Start of MATERIALS PROVIDED

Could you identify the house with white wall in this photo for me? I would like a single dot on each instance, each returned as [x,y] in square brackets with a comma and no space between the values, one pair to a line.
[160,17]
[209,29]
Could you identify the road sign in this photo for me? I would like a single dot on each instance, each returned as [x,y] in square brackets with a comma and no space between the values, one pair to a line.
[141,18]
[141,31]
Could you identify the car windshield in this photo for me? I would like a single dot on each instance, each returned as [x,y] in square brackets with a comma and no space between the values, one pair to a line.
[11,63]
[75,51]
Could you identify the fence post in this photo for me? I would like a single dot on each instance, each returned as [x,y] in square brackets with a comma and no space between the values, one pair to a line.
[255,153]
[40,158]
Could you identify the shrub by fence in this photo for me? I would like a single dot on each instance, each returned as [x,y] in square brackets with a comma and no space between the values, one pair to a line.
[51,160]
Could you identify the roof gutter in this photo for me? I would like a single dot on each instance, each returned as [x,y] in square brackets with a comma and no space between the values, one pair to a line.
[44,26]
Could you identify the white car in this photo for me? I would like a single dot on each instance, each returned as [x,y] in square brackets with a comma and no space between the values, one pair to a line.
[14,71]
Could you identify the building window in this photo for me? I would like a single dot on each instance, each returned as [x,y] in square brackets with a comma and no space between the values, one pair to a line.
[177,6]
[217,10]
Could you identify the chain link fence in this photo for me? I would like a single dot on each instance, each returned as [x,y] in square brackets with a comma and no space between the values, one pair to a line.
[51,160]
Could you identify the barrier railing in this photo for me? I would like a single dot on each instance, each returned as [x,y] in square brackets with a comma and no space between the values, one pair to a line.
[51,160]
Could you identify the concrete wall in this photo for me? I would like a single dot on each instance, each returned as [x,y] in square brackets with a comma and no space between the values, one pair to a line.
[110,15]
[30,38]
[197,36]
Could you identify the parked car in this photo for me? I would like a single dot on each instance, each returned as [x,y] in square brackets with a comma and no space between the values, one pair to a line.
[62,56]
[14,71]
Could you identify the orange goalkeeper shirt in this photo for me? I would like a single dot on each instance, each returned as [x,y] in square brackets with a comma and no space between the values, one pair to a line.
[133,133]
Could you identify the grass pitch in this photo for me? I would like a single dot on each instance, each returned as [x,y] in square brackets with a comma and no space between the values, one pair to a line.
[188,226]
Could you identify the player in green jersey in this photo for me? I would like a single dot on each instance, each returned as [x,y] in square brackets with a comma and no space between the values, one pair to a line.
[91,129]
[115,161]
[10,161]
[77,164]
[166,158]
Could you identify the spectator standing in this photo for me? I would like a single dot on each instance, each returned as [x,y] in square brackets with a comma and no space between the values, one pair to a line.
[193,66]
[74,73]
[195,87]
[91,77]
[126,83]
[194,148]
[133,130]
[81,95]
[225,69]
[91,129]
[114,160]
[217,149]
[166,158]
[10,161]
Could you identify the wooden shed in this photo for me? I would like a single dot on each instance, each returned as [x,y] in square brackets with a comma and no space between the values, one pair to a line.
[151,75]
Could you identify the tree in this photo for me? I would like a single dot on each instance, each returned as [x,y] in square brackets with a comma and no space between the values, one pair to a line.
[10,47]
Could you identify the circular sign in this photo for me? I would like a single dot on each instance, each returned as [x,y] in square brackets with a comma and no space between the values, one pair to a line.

End of MATERIALS PROVIDED

__REQUIRED ACTION__.
An exact copy of the lines from the one with "Could you identify the player" through the final line of the entries is the whole answer.

__RESPONSE FOR THIS EXERCISE__.
Could you identify the player in green jersey in this photo for me? I would like a single dot on each instance, each returned as [x,y] in square brackets with a comma and no space between the values, one pair to a line.
[91,129]
[115,161]
[10,161]
[77,164]
[166,158]
Could you identify the spectator standing in this photo for me? I would like a single dot on each instance, each returned as [x,y] in square brackets with a comma and no space between the values, one pair to a line.
[193,66]
[74,73]
[195,87]
[91,77]
[126,83]
[194,148]
[133,130]
[81,95]
[225,69]
[91,129]
[114,160]
[217,149]
[166,158]
[10,161]
Could you identify the wooden shed in this photo for me? I would like a single dot on each instance, each returned as [x,y] in square brackets with a comma and no space between the values, one pair to a line.
[151,75]
Could you identify the tree in this photo for me? I would like a single dot on each instance, each returned as [x,y] in square brackets with a comma and no space between the values, one pair to a line.
[10,47]
Could you identify the circular sign in this photo for me? I would like a single dot on each instance, each returned as [x,y] in square brackets with a comma and no space between the values, one pair to a line.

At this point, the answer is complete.